▸ **SEITENAUSZUG**
_ _ _ _

Gericht: Hessischer Verwaltungsgerichtshof
Beschluss verkündet am 01.10.2003
Aktenzeichen: 5 UE 3006/02
Rechtsgebiete: GG, GetrStS der Stadt Frankfurt am Main, RL 92/12/EWG


Vorschriften:

GG Art. 105 Abs. 2a
GG Art. 3 Abs. 1
GetrStS der Stadt Frankfurt am Main, RL 92/12/EWG Art. 3
Die Klärung der Vereinbarkeit einer kommunalen Steuer auf alkoholische Getränke mit Art. 3 RL 92/12/EWG wird dem EuGH zur Vorabentscheidung vorgelegt.
Hessischer Verwaltungsgerichtshof Beschluss

5 UE 3006/02

In dem Verwaltungsstreitverfahren

wegen Getränkesteuer

hat der Hessische Verwaltungsgerichtshof - 5. Senat - durch

Vorsitzender Richter am Hess. Dr. Lohmann, Richter am Hess. VGH Dr. Apell, Richter am Hess. VGH Dr. Göbel-Zimmermann, ehrenamtlicher Richter Horst Kowarsch, ehrenamtlicher Richter Friedhelm Lecke

am 1. Oktober 2003 beschlossen:

Tenor:

Das Verfahren wird ausgesetzt.

Gemäß Art. 234 EG-Vertrag wird eine Vorabentscheidung des Europäischen Gerichtshofs zu nachfolgenden Fragen eingeholt:

1. Eine kommunale Getränkesteuersatzung bestimmt als Gegenstand der Steuer "die entgeltliche Abgabe alkoholhaltiger Getränke zum unmittelbaren Verzehr" und als eine derartige Abgabe "jede Abgabe zum Verzehr an Ort und Stelle". Handelt es sich bei dieser Steuer um eine andere indirekte Steuer auf verbrauchssteuerpflichtige Waren im Sinne von Art. 3 Abs. 1 und 2 der Richtlinie 92/12/EWG des Rates vom 25. Februar 1992 über das allgemeine System, den Besitz, die Beförderung und die Kontrolle verbrauchssteuerpflichtiger Waren oder um eine Steuer auf Dienstleistungen im Zusammenhang mit verbrauchssteuerpflichtigen Waren im Sinne von Art. 3 Abs. 3 Satz 2 RL 92/12/EWG?

_ _ _ _

[Datensatzeinträge]
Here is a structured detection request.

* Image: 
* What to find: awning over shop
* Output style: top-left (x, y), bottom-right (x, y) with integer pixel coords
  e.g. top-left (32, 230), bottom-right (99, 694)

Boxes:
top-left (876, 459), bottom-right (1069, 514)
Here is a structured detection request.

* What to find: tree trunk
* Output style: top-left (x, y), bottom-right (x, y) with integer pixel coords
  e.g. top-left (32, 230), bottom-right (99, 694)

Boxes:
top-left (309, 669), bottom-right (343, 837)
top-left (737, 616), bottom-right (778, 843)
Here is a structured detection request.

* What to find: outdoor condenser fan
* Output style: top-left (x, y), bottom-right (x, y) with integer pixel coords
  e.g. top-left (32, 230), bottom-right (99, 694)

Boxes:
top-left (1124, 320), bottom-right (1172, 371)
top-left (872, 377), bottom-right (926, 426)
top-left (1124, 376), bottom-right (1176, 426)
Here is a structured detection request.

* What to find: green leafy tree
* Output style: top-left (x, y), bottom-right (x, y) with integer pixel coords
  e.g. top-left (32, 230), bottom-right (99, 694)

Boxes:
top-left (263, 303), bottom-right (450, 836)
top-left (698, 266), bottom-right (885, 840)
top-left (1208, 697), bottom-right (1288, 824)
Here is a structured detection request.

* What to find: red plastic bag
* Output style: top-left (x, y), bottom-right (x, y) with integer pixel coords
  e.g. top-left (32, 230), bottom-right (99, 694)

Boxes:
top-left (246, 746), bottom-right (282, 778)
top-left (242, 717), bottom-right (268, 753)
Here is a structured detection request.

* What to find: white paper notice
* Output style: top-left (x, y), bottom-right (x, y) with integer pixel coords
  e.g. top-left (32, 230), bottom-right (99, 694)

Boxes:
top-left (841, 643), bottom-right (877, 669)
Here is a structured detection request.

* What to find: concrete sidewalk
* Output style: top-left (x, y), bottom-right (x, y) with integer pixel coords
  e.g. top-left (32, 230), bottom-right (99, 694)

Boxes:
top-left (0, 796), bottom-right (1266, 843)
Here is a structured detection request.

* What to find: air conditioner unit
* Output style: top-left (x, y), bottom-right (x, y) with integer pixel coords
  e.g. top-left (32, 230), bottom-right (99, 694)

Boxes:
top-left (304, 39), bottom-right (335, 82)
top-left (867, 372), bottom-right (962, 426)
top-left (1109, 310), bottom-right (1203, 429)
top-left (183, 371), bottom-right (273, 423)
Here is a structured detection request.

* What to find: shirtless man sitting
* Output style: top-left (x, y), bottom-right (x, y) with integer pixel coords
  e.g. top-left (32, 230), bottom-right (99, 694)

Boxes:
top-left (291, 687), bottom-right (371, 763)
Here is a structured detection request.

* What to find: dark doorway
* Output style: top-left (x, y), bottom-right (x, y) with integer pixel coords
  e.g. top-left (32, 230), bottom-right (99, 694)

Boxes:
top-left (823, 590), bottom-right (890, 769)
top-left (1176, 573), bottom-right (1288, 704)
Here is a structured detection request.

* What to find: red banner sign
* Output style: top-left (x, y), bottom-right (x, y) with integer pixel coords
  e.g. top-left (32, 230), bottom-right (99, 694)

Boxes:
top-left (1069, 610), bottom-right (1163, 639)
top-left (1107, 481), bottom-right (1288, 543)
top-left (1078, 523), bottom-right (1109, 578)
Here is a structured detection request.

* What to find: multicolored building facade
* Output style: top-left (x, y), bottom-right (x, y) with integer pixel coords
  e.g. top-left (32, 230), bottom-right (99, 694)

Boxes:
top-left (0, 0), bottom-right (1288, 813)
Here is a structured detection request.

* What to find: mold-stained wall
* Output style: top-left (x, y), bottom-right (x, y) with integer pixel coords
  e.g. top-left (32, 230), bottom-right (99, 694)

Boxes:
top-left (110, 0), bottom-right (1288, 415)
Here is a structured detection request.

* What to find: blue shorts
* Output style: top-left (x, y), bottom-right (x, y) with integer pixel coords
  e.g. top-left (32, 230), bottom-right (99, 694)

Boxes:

_ _ _ _

▸ **ZIELE**
[1] Beantworte diese Fragen zum Beschluss zur Getränkesteuer:
(a) Welches Aktenzeichen trägt das Verfahren?
(b) Welcher Senat des Hessischen Verwaltungsgerichtshofs hat entschieden?
(c) Nach welchem Artikel des EG-Vertrags wird die Vorabentscheidung eingeholt?
[2] Gib aus dem Beschluss zur Getränkesteuer den Teil wortgetreu wieder, der mit den Worten "Das Verfahren wird" beginnt und mit "2 RL 92/12/EWG?" endet.
[3] Führe den Beschluss zur Getränkesteuer im Anschluss an seinen letzten Satz weiter.
Die Datensätze stammen aus einer anderen Quelle als der Beschluss zur Getränkesteuer.

▸ **ANTWORTEN IN REIHENFOLGE**
[1]
(a) 5 UE 3006/02
(b) Der 5. Senat
(c) Nach Art. 234 EG-Vertrag

[2]
Das Verfahren wird ausgesetzt.

Gemäß Art. 234 EG-Vertrag wird eine Vorabentscheidung des Europäischen Gerichtshofs zu nachfolgenden Fragen eingeholt:

1. Eine kommunale Getränkesteuersatzung bestimmt als Gegenstand der Steuer "die entgeltliche Abgabe alkoholhaltiger Getränke zum unmittelbaren Verzehr" und als eine derartige Abgabe "jede Abgabe zum Verzehr an Ort und Stelle". Handelt es sich bei dieser Steuer um eine andere indirekte Steuer auf verbrauchssteuerpflichtige Waren im Sinne von Art. 3 Abs. 1 und 2 der Richtlinie 92/12/EWG des Rates vom 25. Februar 1992 über das allgemeine System, den Besitz, die Beförderung und die Kontrolle verbrauchssteuerpflichtiger Waren oder um eine Steuer auf Dienstleistungen im Zusammenhang mit verbrauchssteuerpflichtigen Waren im Sinne von Art. 3 Abs. 3 Satz 2 RL 92/12/EWG?

[3]
2. Für den Fall, dass die zweite Alternative der Frage zu 1. bejaht wird: Bezieht sich die Tatbestandsvoraussetzung "unter der gleichen Voraussetzung" in Art. 3 Abs. 3 Satz 2 RL 92/12/EWG auch bei der Besteuerung von Dienstleistungen im Zusammenhang mit verbrauchssteuerpflichtigen Waren im Sinne von Art. 3 Abs. 1 RL 92/12/EWG allein auf die in Art. 3 Abs. 3 Satz 1 dieser Richtlinie aufgeführte Bedingung "sofern diese Steuern im Handelsverkehr zwischen Mitgliedsstaaten keine mit dem Grenzübertritt verbundenen Formalitäten nach sich ziehen" oder muss in einem derartigen Fall auch die in Art. 3 Abs. 2 der Richtlinie vorgesehene "besondere Zielsetzung" der Besteuerung vorliegen?

Gründe:

I.

Die Beklagte begehrt mit ihrer Berufung die Abweisung der in erster Instanz erfolgreichen Klage der Klägerin gegen deren Heranziehung zur Getränkesteuer für das dritte Quartal 1995.

Die Klägerin betreibt seit April 1981 in dem Gebiet der beklagten Stadt eine Gaststätte unter dem Namen ".................", in der sie Speisen und Getränke abgibt.

Mit Getränkesteuererklärung für das dritte Quartal 1995 vom 7. November 1995 - eingegangen beim Stadtsteueramt der Beklagten am 10. November 1995 - errechnete die Klägerin im Wege der Selbstveranlagung eine von ihr zu entrichtende Getränkesteuer in Höhe von 9.135,35 DM. Mit Schreiben vom selben Tag legte sie Widerspruch gegen die Heranziehung zur Getränkesteuer ein.

In einer internen Stellungnahme der Beklagten vom 12. Juni 1996 sah sich das Fachamt unter Hinweis auf einen Gerichtsbescheid des Verwaltungsgerichts Frankfurt am Main vom 30. Oktober 1995 - 10 E 1992/93(2) - außerstande, dem Widerspruch abzuhelfen. Für die steuerliche Befreiung des Apfelweines gebe es einen sachlichen Grund. Der Apfelwein werde von den Bürgern als bevorzugtes und besonderes typisches Getränk im Gebiet der Beklagten gesehen, so dass im Rahmen der satzungsrechtlichen Gestaltungsmöglichkeiten auf die Besteuerung des Apfelweins rechtmäßig verzichtet worden sei.

Der Widerspruch blieb bisher unbeschieden.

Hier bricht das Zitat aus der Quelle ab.